SOC 301-01: Social Statistics

The process for creating a confidence interval

From Monday

Obtain an original sample (at random) & compute the original sample statistic
Lay out what the null and alternative hypotheses are
Determine what sort of random process assumes \(H_0\) while keeping true to how the original sample was selected and the original statistic was calculated
Create the randomization distribution by repeating the process many times
Shift this distribution by adding the original statistic (point estimate)
Compute the appropriate percentiles from this shifted distribution
- 2.5 and 97.5 for 95% confidence level
- 5 and 95 for 90% confidence level
Interpret the resulting confidence interval in the context of the problem

The process for creating a confidence interval

Using bootstrapping

Obtain an original sample (at random) & compute the original sample statistic
Bootstrap the original sample (sample with replacement of the same size as the original sample) in a way similar to how the original sample was collected
You may need to group your data as needed and then compute the bootstrap statistic from your bootstrap sample
Create the bootstrap distribution by repeating the process (in the last two steps) many times
Compute the appropriate percentiles from this bootstrap distribution
- 2.5 and 97.5 for 95% confidence level
- 5 and 95 for 90% confidence level
Interpret the resulting confidence interval in the context of the problem

Wrap Up

In general: What 3 components exist for all hypothesis tests
Specifically: How the 3 components vary by setting

There is Only One Test

Drawing

Image source here

Hypothesis Testing in General

The how of these 3 points may change, but the what doesn't:

Identify the test statistic
Construct the null distribution of the test statistic based on \(H_0\)
Compare the observed test statistic to the null distribution to compute the p-value

Specifics 1: Test Statistic

We can do hypothesis testing for different scenarios

Type	Population Parameter	Test Statistic
One-Sample	Mean \(\mu\)	Sample Mean \(\overline{x}\)
One-Sample	Proportion \(\pi\)	Sample Proportion \(\widehat{p}\)
Two-Sample (Independent)	Diff of Means \(\mu_1 - \mu_2\)	\(\overline{x}_1 - \overline{x}_2\)
Two-Sample (Paired)	Mean Difference \(\mu_{diff}\)	\(\overline{x}_{diff}\)
Two-Sample	Diff of Proportions \(\pi_1 - \pi_2\)	\(\widehat{p}_1 - \widehat{p}_2\)

Specifics 2: Null Distribution

We can construct the null distribution of the test statistic either

Via computation i.e. simulation/shuffling
- Ex: We used the Permutation Test i.e. we permuted things
Via mathematics i.e. analytically
- Ex: Traditionally via Probability using the Central Limit Theorem: \(\overline{X}\) is Normally distributed as \(n \rightarrow \infty\)
Note: the null distribution isn't always bell shaped! i.e. not always Normal

Specifics 3: p-Value

Depending on the alternative hypothesis \(H_A\), we have either

Two-sided p-values. Ex:
- \(H_A: \mu_{1} - \mu_{2} \neq 0\)
One-sided p-values. Ex:
- \(H_A: \mu_{1} - \mu_{2} < 0\)
- \(H_A: \mu_{1} - \mu_{2} > 0\)

Moral of the Story

If you forget what hypothesis testing and/or p-values are remember:

Split into your Final Project groups

For each of the following five problems, it may be helpful to identify

the variables of interest,
the types of variables they are,
and the observational units

BEFORE trying to identify which type of problem it is.

**TASKS TO CARRY OUT**
**1.** According to the statistics slides, which percentiles are computed for a 90% confidence level?
**2.** Write the next part of the statistics slides, starting after their last line.

Point labeling examples
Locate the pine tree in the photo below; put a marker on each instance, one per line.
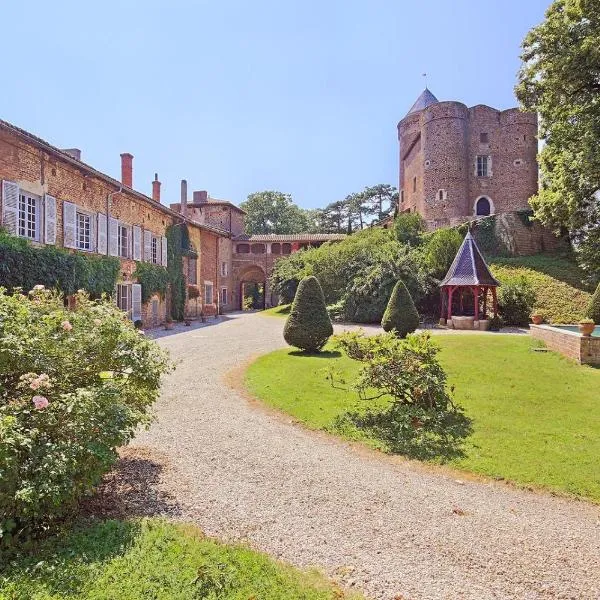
(308, 326)
(400, 313)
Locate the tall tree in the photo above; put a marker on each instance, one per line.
(274, 212)
(560, 79)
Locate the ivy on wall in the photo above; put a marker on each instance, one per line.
(178, 246)
(154, 279)
(23, 265)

**WRITTEN ANSWERS**
**1.** The 5th and 95th percentiles.

**2.**
AFTER identifying the problem type for each of the five problems, start to layout what the null and alternative hypotheses are in symbols.

Identify problem types

Identify which of the following types of problems each of these corresponds to:

Types: One Mean, One Proportion, Two Means (Independent), Two Means (Paired), Two Proportions

Problem 1: Average income varies from one region of the country to another, and it often reflects both lifestyles and regional living expenses. Suppose a new graduate is considering a job in two locations, Cleveland, OH and Sacramento, CA, and he wants to see whether the average income in one of these cities is higher than the other. He would like to conduct a hypothesis test based on two randomly selected samples from the 2000 Census.

Identify problem types

Identify which of the following types of problems each of these corresponds to:

Types: One Mean, One Proportion, Two Means (Independent), Two Means (Paired), Two Proportions

Problem 2: A 2010 survey asked 827 randomly sampled registered voters in California "Do you support? Or do you oppose? Drilling for oil and natural gas off the Coast of California? Or do you not know enough to say?" Conduct a hypothesis test to determine if the data provide strong evidence that the proportion of college graduates who do not have an opinion on this issue is different than that of non-college graduates.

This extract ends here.